On the basis of the records below, report how many lines contain the word "high". Nothing else should be given.

#### [INPUT DATA]
┏━━

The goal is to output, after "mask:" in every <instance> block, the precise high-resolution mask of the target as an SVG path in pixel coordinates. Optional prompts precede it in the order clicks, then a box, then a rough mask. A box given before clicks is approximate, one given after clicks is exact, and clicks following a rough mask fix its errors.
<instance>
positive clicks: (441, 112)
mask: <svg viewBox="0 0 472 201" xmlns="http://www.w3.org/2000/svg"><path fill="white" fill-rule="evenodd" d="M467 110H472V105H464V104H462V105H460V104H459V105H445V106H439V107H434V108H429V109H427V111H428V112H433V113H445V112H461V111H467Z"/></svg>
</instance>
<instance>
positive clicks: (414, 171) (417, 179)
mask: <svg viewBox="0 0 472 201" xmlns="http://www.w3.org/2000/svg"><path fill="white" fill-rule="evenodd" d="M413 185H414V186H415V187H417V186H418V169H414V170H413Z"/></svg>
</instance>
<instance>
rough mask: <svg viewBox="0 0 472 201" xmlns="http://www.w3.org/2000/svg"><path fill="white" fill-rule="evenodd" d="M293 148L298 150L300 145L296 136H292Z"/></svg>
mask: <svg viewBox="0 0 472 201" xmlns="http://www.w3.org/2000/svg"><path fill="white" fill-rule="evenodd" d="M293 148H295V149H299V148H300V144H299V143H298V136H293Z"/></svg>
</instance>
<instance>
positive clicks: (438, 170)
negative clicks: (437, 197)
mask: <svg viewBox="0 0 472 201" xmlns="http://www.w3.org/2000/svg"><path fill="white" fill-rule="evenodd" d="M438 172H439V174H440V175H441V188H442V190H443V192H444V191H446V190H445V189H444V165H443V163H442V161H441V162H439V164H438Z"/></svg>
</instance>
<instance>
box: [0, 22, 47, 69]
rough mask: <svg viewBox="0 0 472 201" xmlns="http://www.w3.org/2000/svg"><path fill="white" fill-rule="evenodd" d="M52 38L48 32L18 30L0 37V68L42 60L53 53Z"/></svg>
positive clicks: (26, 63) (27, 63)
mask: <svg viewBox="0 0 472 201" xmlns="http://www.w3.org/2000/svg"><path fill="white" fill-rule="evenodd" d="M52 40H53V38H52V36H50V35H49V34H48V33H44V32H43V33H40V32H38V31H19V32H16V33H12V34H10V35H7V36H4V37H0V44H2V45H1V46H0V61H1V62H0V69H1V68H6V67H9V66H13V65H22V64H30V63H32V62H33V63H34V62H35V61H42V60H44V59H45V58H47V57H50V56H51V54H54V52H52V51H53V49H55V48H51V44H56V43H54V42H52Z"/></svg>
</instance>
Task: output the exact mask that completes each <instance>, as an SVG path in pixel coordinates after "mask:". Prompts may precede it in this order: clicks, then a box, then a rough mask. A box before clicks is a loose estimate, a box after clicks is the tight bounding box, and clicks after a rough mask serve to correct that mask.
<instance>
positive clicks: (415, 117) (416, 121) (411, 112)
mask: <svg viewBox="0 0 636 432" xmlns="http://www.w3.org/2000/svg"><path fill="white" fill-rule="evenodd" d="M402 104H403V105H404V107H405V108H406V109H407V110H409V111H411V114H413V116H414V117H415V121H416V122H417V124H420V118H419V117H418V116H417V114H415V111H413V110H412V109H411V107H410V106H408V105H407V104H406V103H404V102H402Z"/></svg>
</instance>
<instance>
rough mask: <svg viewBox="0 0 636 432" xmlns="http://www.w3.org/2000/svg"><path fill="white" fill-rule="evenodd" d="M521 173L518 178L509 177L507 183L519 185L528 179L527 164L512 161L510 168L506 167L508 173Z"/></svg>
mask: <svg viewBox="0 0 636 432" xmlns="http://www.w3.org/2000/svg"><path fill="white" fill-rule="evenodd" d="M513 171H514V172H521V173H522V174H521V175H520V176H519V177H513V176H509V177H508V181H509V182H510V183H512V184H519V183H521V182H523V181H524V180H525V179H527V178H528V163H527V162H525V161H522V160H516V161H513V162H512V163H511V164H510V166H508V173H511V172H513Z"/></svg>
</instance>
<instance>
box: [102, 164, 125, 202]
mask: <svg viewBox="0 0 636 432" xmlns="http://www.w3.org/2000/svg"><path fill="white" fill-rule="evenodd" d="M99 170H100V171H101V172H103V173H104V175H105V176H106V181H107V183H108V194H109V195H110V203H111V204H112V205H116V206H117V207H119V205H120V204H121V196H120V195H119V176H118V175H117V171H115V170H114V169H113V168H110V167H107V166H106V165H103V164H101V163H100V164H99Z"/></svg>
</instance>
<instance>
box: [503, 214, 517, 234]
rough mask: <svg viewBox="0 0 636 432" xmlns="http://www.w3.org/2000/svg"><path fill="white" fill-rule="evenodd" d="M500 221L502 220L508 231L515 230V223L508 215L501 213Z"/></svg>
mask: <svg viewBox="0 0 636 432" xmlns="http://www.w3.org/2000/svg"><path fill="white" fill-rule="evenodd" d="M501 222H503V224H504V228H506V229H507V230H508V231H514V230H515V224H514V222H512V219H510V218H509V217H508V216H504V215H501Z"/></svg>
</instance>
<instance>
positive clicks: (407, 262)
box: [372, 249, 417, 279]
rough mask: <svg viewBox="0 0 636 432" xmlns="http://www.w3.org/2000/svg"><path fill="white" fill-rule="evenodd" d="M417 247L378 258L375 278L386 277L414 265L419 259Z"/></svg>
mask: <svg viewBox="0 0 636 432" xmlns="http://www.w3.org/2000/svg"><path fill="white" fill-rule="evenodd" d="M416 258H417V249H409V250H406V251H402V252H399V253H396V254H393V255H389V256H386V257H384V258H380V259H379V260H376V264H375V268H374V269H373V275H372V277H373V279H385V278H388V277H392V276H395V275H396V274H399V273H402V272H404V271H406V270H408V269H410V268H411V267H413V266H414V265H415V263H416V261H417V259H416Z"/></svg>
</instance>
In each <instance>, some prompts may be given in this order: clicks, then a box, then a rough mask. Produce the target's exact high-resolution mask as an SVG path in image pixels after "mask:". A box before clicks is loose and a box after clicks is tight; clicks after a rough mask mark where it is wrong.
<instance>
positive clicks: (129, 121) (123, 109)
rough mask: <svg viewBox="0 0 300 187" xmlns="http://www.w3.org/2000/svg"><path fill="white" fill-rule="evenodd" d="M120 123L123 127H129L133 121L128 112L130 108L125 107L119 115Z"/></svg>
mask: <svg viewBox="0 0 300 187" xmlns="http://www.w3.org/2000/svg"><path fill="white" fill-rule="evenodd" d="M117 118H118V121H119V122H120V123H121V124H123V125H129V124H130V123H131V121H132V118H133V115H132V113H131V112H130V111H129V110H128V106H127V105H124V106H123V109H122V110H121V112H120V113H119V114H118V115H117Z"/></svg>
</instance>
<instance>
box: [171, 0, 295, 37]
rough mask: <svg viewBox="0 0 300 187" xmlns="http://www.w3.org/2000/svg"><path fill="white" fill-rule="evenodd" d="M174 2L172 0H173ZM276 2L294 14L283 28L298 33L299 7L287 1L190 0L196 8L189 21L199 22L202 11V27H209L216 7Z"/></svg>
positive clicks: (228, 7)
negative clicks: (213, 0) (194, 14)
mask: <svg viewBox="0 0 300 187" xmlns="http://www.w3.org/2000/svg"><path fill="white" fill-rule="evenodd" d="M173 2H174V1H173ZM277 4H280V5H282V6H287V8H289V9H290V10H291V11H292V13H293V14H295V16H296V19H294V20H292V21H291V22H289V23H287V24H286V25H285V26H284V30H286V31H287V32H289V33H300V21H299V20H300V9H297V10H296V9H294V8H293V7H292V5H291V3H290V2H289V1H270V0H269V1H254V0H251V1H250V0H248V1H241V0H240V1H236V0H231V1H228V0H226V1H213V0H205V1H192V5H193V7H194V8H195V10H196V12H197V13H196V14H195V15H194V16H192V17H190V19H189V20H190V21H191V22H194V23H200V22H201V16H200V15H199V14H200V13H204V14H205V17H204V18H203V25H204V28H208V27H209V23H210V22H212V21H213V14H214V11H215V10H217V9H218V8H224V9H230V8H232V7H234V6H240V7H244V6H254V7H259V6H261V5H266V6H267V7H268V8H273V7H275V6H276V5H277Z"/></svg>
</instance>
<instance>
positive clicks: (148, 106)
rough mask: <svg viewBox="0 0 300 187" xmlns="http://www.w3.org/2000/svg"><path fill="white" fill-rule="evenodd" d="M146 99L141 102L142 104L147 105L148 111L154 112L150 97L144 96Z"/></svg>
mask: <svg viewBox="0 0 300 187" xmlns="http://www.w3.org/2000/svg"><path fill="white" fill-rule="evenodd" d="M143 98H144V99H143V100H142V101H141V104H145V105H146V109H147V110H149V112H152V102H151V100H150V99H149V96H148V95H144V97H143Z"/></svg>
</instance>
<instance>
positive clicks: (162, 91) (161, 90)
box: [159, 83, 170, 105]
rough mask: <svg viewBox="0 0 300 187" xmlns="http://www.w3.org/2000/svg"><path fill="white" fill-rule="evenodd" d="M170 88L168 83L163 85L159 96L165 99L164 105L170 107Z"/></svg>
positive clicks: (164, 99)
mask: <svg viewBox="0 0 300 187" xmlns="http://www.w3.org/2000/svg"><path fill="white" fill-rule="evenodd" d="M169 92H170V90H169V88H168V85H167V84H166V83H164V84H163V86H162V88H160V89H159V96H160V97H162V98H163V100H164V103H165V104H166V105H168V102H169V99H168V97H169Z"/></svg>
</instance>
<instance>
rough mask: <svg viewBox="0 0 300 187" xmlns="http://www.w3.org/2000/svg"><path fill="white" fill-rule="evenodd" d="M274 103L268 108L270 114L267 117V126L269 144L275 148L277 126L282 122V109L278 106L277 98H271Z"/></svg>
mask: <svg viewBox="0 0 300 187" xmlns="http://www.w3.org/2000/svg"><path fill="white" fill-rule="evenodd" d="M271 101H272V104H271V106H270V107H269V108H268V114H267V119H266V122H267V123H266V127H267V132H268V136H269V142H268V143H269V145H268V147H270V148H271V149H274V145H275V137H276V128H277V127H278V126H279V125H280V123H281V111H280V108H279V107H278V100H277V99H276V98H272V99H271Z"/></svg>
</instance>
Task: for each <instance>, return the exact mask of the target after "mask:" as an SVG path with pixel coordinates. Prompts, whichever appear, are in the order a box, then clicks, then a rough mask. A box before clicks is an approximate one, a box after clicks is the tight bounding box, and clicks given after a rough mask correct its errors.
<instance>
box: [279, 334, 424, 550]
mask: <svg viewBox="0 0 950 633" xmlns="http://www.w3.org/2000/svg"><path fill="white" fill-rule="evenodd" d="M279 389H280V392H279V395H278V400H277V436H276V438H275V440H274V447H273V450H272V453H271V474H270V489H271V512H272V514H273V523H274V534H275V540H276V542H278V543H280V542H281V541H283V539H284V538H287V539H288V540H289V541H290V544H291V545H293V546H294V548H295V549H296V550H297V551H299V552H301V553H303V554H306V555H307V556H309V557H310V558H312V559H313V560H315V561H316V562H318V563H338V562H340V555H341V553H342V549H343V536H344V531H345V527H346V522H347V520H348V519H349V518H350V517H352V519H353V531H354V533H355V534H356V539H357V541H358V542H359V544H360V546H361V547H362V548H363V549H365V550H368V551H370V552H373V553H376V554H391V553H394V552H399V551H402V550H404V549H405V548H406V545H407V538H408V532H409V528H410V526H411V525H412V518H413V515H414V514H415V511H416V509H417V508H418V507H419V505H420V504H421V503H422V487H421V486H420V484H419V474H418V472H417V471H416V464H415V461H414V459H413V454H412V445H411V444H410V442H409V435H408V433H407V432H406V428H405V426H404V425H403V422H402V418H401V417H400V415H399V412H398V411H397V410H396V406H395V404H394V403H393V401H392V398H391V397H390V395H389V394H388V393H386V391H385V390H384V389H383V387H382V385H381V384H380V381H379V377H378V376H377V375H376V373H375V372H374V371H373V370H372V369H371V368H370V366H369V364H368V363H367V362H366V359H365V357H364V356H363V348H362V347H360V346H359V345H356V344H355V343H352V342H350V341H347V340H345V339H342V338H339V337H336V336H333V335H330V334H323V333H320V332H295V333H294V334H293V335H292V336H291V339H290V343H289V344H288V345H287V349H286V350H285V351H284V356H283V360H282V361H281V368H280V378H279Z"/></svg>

┗━━

#### [RESPONSE TO THIS EXERCISE]
2